• WORK INSTRUCTION 1: Reproduce the stretch of the interview on narrative environments from "Unexpected Collaboration" through "recommend people to visit?", word for word.
• WORK INSTRUCTION 2: Continue the interview on narrative environments, starting after its last sentence.

*** STUDY TEXT ***

When COVID happened around the globe, we ran a community aid reaching the poorest  in my hometown who were badly affected by the lockdown. But a couple of months in the community quarantine, resources and aids were depleting even from people who were initially donating and helping. However the heart and the spirit of the volunteers are still very much burning with generosity of time and dedication, so out of the blue our project called Tayabas-Seen Art Project was born.

Unexpected Collaboration

It was a collaboration with local youth and creatives, where we produced a series of performance pieces about love and the current time, set in our hometown, and infused with the local language which are live streamed online. Several weeks in the process we realised that the act of creating is also a coping and a therapeutic process amongst ourselves during these uncertainty times. This only shows that site-specific and localised creative storytelling has the power to connect, bind, and to heal especially in time of crisis

– Is there a current narrative environment you would recommend people to visit?

Well we live in a very extraordinary time where we have to be physically distant but socially engaged. Thus it is very apparent that we need to create more sensitive storytelling of sensible stories. Which poses a question and challenges creatives like us today on how to bring narrative spaces and experiences that are relevant, socially conscious, memorable, and COVID-proof.

However, if I were to answer the question, (and this may sound very cheesy yet an unpopular choice) I would recommend to visit  “The Making of Harry Potter in WB Studio” especially for people who might still be struggling to understand what narrative environment is, and what it could be in the first place.

Personally I am not a Harry Potter fan, but the way they merge the design of space to the curation of the experiences- from a movie theatre-like architecture upon arrival, to entering a massive screen, going through the movie sets, and capping the whole experience with a credits-like audiovisual delight is a great case-study to witness.

– What narrative environment method or approach have you found useful in your practice?

Narrative Arcs and Story shapes. When I was a student they seemed to be just structure, and a series of overly complicated and highly academical stipulations of events.

*** ENTRIES SHOWN ***

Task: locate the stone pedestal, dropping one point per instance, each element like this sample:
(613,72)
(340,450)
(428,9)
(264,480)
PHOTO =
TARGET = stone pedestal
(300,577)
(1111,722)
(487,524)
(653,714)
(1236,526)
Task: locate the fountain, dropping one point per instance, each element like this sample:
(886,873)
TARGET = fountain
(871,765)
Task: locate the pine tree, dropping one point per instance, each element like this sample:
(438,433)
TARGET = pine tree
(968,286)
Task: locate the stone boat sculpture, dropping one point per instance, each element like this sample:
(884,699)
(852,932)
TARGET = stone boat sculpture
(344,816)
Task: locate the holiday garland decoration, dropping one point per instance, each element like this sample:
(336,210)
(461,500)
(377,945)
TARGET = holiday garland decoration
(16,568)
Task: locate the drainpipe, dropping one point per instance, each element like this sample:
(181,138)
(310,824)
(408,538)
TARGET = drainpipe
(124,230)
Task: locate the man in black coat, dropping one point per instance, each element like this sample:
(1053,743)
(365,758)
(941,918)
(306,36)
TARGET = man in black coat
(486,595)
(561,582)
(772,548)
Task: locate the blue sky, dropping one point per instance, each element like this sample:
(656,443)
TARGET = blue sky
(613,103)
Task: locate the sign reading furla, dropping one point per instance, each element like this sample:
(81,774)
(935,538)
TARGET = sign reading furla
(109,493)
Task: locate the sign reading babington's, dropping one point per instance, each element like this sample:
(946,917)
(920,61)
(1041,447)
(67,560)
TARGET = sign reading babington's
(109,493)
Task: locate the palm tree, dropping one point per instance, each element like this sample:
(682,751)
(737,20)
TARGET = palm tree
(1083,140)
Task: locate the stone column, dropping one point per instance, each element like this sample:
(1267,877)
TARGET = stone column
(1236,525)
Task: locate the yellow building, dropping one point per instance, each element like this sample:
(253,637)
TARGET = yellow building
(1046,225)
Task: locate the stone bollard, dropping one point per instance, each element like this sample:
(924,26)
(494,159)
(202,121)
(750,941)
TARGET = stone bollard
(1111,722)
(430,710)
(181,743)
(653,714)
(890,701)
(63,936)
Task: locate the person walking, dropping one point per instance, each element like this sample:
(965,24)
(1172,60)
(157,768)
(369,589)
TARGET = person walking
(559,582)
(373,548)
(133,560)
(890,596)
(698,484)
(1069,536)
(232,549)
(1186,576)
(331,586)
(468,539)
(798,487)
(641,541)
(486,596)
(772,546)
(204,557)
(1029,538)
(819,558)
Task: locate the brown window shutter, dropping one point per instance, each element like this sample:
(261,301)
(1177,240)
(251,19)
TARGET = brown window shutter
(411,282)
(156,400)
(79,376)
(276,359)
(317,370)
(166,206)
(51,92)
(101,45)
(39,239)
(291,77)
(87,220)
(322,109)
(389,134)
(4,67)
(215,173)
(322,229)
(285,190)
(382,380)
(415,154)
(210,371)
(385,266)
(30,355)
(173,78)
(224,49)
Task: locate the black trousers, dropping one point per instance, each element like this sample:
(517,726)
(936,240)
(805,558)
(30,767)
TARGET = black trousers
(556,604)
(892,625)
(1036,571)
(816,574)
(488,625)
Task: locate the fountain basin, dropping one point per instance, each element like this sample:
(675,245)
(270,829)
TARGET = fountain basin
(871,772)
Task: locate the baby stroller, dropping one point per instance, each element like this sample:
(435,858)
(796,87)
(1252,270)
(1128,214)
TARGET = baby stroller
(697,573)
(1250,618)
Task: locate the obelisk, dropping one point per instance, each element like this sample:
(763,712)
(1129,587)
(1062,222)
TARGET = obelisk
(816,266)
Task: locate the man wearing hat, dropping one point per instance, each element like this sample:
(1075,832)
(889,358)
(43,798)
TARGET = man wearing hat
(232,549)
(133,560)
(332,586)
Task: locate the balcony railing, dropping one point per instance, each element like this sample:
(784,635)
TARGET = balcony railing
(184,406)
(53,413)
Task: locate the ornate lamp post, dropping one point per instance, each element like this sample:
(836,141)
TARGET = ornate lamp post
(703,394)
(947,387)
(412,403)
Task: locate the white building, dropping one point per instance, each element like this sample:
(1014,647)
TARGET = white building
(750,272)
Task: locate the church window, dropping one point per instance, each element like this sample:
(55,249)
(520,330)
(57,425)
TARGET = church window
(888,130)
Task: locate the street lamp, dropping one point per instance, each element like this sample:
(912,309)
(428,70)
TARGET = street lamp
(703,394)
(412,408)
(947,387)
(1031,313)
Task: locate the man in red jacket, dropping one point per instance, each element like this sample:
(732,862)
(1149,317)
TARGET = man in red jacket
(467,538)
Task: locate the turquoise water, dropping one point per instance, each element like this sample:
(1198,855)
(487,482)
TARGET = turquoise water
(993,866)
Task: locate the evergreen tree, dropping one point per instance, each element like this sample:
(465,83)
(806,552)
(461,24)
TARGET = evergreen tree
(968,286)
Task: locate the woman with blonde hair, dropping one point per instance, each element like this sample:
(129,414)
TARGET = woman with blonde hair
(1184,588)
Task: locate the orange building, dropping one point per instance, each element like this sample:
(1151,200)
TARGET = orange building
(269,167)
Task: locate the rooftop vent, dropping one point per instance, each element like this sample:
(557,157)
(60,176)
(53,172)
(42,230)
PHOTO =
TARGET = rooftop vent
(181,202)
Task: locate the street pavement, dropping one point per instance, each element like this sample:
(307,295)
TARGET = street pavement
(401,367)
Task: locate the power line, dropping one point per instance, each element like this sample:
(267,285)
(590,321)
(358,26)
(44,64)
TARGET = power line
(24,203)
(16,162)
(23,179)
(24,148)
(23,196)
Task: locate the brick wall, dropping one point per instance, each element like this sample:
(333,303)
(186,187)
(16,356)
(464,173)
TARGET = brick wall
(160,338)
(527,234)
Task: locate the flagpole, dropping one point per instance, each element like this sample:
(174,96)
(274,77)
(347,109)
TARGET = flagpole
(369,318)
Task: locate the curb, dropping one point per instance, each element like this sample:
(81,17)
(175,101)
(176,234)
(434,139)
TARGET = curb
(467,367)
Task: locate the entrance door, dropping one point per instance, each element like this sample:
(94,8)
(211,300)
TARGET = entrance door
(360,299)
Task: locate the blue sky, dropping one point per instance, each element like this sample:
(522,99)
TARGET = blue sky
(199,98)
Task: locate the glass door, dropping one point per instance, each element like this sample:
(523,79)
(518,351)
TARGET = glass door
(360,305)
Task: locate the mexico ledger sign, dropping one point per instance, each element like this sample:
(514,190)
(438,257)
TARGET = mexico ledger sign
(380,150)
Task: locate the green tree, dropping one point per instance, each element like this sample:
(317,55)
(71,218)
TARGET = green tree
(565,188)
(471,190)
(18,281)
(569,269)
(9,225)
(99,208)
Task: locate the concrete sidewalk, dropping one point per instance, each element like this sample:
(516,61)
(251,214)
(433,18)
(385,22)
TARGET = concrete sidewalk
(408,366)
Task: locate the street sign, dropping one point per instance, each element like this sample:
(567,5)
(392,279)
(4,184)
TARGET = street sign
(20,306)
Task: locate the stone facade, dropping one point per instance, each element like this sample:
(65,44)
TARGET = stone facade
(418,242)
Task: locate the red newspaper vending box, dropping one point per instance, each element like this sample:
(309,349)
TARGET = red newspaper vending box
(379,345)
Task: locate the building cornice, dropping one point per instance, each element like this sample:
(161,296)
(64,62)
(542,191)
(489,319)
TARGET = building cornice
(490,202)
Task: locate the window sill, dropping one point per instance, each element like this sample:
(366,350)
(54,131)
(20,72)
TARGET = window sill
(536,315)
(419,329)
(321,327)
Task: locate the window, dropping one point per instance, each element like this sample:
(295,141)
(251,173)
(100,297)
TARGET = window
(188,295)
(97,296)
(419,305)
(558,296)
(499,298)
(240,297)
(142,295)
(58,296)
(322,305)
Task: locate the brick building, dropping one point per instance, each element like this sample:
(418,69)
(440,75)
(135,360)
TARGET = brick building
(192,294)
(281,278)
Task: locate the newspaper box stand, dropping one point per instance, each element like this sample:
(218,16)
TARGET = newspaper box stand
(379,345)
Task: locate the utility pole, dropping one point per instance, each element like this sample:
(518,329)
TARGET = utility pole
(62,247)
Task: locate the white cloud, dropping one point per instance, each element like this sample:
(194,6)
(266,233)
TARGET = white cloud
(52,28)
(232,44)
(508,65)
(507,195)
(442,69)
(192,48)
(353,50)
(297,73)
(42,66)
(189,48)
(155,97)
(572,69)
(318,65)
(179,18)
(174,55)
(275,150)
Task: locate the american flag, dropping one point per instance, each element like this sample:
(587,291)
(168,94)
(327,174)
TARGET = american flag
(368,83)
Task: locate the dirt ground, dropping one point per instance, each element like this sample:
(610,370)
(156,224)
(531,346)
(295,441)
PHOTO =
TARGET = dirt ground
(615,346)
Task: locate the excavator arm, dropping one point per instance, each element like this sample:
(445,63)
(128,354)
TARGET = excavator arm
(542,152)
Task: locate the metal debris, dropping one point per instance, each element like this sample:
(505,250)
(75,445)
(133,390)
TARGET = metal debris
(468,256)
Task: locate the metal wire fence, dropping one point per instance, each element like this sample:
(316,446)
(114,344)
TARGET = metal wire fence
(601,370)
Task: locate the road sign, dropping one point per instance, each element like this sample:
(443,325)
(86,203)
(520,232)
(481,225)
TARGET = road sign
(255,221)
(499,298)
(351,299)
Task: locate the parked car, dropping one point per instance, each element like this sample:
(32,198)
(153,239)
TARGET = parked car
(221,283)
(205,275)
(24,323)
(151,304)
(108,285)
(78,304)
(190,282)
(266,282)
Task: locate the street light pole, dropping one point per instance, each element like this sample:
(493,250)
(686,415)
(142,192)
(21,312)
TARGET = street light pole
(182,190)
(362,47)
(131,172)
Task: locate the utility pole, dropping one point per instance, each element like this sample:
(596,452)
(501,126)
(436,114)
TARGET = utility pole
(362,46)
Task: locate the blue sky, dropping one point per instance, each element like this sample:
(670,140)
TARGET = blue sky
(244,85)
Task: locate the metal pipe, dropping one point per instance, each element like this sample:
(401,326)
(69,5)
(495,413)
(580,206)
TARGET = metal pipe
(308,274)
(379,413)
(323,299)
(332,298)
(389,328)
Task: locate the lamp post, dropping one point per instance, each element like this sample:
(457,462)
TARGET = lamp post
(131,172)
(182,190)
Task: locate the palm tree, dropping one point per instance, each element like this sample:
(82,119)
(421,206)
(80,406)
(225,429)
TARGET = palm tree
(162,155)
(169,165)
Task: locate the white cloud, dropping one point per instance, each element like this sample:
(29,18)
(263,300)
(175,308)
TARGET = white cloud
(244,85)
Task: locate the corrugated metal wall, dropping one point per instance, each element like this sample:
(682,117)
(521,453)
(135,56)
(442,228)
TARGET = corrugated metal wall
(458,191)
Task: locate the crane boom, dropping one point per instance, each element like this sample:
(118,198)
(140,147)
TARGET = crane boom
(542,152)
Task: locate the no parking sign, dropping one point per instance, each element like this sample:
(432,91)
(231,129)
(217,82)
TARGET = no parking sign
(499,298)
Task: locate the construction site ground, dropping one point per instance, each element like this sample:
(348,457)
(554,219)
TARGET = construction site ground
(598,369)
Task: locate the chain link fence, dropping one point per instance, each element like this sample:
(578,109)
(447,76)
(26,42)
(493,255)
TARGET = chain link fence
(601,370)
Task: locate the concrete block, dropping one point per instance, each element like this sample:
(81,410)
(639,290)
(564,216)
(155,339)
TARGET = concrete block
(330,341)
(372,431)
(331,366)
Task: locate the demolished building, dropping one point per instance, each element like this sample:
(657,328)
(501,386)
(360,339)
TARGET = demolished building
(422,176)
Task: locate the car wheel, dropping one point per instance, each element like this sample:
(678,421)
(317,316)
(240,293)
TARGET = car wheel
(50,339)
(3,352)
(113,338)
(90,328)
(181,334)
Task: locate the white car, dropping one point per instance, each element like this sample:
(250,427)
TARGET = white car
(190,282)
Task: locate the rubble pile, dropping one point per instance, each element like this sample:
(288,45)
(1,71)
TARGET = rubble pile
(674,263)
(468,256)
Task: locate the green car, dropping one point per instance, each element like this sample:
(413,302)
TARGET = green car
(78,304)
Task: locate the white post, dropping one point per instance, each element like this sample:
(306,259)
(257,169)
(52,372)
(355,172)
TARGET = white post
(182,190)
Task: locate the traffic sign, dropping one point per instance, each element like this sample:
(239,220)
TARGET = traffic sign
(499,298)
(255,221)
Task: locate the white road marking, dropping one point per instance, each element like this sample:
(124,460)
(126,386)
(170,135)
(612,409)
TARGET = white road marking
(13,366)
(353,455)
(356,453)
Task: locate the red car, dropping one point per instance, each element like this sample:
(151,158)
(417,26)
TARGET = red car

***

• EXERCISE ANSWER 1:
Unexpected Collaboration

It was a collaboration with local youth and creatives, where we produced a series of performance pieces about love and the current time, set in our hometown, and infused with the local language which are live streamed online. Several weeks in the process we realised that the act of creating is also a coping and a therapeutic process amongst ourselves during these uncertainty times. This only shows that site-specific and localised creative storytelling has the power to connect, bind, and to heal especially in time of crisis

– Is there a current narrative environment you would recommend people to visit?

• EXERCISE ANSWER 2:
But as I went back to professionally do my work, it has proven itself to be a formidable and multidimensional tool that shaped my own practice. The thing is it’s like a religious script, you have to learn how to read between its lines, and crack and decode what it meant to you and what you do, then from there one will realise how productive a skeletal model it could be once applied empirically in real-life creative problems and solutions.

My Creative Arc (process)

For me it’s like a map that guides my creative decisions and even philosophy towards life. It has helped me organise my thoughts and ideas with such clarity, breadth, and excitement. I even use the simplest version of this to solve everyday and trivial problems.

– What advice would you give a current student about to graduate?

Be the hero of your own journey a.k.a. NEVER SURRENDER!

I would not be able to find and do the work I love to do everyday today, had I not heeded the call, worn my cape, and raised my sword to defeat my dragon.

It was an impossible series of motes, walls, and bridges that I had to overcome to be able to even just set foot here in London back in 2015, how much more to survive a 2-year program. So embrace your character, dream deep, and ride with it. We all love to be spectators to a good conflict and intense side hustles. However very few of us are brave enough to actually do the uncertain jump. From meeting a lot of mentors, to crossing numerous thresholds and uncharted realms of refusal, return, and disappointments. Allow yourself to be carved by time and trust that everything will be alright as it has always been.

Know that it’s not gonna be easy but it is all gonna be worthwhile. As cliche as it may sound, the shortest cut to finding your post-graduate bliss is in never doubting yourself, taking the plunge, and flowing with it.